De toekomstige inkomstenbelasting die besloten zit in het pensioenvermogen, is op basis van de huidige waarderingen waarschijnlijk groot genoeg om onze staatsschuld volledig af te lossen. Deze inkomstenbelasting kan met een wetswijziging nu al door de staat geïncasseerd worden. Zonder beleidswijziging zal dit belastingvermogen ‘opgesloten’ blijven in het pensioensysteem.
In het kort
– In de huidige systematiek zal het belastingdeel van de pensioenpot altijd doorgeschoven worden naar de toekomst.
– Het naar voren halen van de inkomstenbelasting op pensioenuitkeringen kan structureel begrotingsruimte vrijmaken.
– De ruimte op de rijksbegroting kan met de juiste implementatiekeuzes met circa achttien miljard euro per jaar toenemen.

■ Takenlijst ■
a. Beantwoord deze vragen over de tekst over pensioenbelasting:
(i) Wat zou met de toekomstige inkomstenbelasting in het pensioenvermogen waarschijnlijk volledig afgelost kunnen worden?
(ii) Wat gebeurt er in de huidige systematiek met het belastingdeel van de pensioenpot?
(iii) Met hoeveel kan de ruimte op de rijksbegroting per jaar toenemen?
b. Vat de tekst over pensioenbelasting samen in twee zinnen.
c. Ga door met de tekst over pensioenbelasting, te beginnen na de laatste zin.

■ Aangeleverde gegevens ■

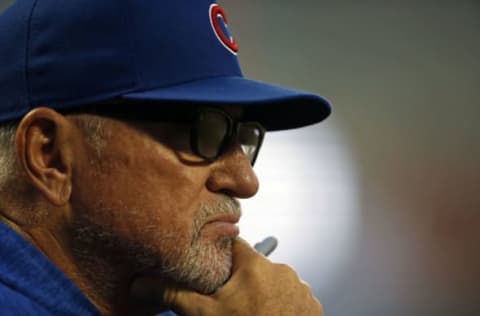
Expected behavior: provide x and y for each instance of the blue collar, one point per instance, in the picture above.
(26, 274)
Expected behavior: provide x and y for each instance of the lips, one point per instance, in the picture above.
(222, 224)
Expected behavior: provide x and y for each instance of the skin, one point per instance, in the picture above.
(112, 222)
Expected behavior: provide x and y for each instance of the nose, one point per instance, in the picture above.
(232, 174)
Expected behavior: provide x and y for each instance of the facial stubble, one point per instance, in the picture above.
(193, 261)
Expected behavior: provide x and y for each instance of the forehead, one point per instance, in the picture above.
(161, 112)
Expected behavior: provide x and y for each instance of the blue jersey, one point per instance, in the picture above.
(31, 285)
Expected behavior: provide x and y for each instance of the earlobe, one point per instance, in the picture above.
(44, 153)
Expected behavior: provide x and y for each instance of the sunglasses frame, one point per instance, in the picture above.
(233, 128)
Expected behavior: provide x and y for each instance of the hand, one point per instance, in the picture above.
(257, 287)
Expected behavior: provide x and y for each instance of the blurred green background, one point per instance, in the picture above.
(392, 178)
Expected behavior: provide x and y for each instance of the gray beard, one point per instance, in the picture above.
(190, 261)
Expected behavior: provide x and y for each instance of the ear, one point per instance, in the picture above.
(43, 145)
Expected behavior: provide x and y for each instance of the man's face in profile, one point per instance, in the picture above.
(145, 200)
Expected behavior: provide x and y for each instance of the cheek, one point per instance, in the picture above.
(135, 194)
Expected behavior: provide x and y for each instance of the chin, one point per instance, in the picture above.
(204, 267)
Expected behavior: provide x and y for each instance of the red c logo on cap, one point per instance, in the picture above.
(218, 20)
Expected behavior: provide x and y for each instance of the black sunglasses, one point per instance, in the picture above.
(212, 133)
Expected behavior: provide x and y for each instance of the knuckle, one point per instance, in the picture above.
(286, 269)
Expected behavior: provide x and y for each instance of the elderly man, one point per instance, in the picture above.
(127, 134)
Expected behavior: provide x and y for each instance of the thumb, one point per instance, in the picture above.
(242, 253)
(169, 296)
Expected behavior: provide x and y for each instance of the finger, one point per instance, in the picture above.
(266, 246)
(242, 253)
(170, 296)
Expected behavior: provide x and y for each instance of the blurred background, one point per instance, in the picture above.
(378, 207)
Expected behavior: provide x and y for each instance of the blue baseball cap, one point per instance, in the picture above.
(68, 54)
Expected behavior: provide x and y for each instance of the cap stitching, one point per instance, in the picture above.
(27, 49)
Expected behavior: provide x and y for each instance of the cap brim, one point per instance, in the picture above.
(276, 107)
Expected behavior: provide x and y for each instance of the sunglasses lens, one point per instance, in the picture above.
(211, 130)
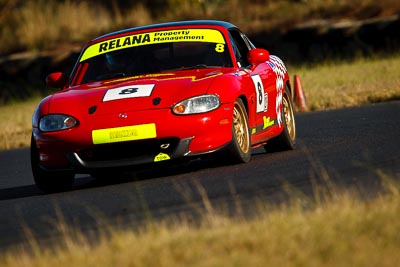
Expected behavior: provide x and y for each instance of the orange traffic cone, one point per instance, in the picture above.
(299, 96)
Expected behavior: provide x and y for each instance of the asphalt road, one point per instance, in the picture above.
(350, 147)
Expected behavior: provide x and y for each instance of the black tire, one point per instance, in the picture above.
(287, 139)
(49, 181)
(240, 147)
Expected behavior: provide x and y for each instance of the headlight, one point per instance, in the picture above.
(197, 104)
(56, 122)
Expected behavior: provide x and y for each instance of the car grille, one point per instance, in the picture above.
(126, 150)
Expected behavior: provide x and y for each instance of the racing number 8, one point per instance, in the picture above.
(219, 48)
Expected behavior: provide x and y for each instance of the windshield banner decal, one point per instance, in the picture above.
(182, 35)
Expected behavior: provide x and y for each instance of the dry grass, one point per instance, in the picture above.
(327, 86)
(341, 231)
(17, 122)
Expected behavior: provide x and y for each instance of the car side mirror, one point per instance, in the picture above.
(257, 56)
(56, 80)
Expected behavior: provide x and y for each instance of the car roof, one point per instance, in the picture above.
(219, 23)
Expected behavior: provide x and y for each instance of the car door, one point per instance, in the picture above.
(260, 78)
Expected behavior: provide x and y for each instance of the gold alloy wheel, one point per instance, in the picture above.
(289, 118)
(240, 128)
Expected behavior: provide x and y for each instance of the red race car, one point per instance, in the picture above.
(159, 93)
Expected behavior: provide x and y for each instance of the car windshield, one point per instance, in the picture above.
(145, 54)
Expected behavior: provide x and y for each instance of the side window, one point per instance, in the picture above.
(240, 48)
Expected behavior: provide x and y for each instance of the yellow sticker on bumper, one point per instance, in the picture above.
(121, 134)
(161, 157)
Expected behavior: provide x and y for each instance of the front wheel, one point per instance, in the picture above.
(286, 140)
(49, 181)
(240, 148)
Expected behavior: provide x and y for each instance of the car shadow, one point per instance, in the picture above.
(85, 181)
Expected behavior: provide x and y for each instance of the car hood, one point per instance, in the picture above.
(153, 91)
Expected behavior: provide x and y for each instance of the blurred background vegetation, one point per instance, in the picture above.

■ Antwoorden ■
a.
(i) De staatsschuld.
(ii) Het wordt altijd doorgeschoven naar de toekomst.
(iii) Met circa achttien miljard euro.

b. De toekomstige inkomstenbelasting in het pensioenvermogen is waarschijnlijk groot genoeg om de staatsschuld volledig af te lossen en kan met een wetswijziging nu al door de staat geïncasseerd worden, terwijl ze zonder beleidswijziging opgesloten blijft in het pensioensysteem. Het naar voren halen van deze belasting kan structureel begrotingsruimte vrijmaken, met de juiste implementatiekeuzes circa achttien miljard euro per jaar.

c.
Door de verslechterende macro-economische omstandigheden wordt de overheid gedwongen om harde keuzes in de begroting te maken. De financieel-economische situatie voor de Nederlandse staat is echter veel gunstiger dan er wordt gesuggereerd. Door de jaren heen hebben diverse partijen al betoogd dat de staatsschuld voor Nederland geen probleem is, omdat de aflossing gefinancierd zal worden door de inkomstenbelasting die over de toekomstige pensioenuitkeringen betaald zal worden (De Vos, 1988; 2021; Van Praag, 2013). De pensioenfondsen beheren rond de 1.800 miljard euro aan vermogen (OESO, 2021), en een gemiddeld inkomstenbelastingpercentage van 25 procent over de pensioenuitkeringen is voldoende om de gehele staatsschuld van zo’n 446 miljard euro af te lossen. Deze 25 procent is een conservatieve aanname, het werkelijke percentage wordt op 33 procent ingeschat (Caminada et al., 2021; De Vos, 2021; Boonstra et al., 2022).
Door de belastingregels omtrent de pensioenopbouw anders in te richten, kunnen we dit belastingvermogen op korte termijn beschikbaar maken voor de rijksbegroting.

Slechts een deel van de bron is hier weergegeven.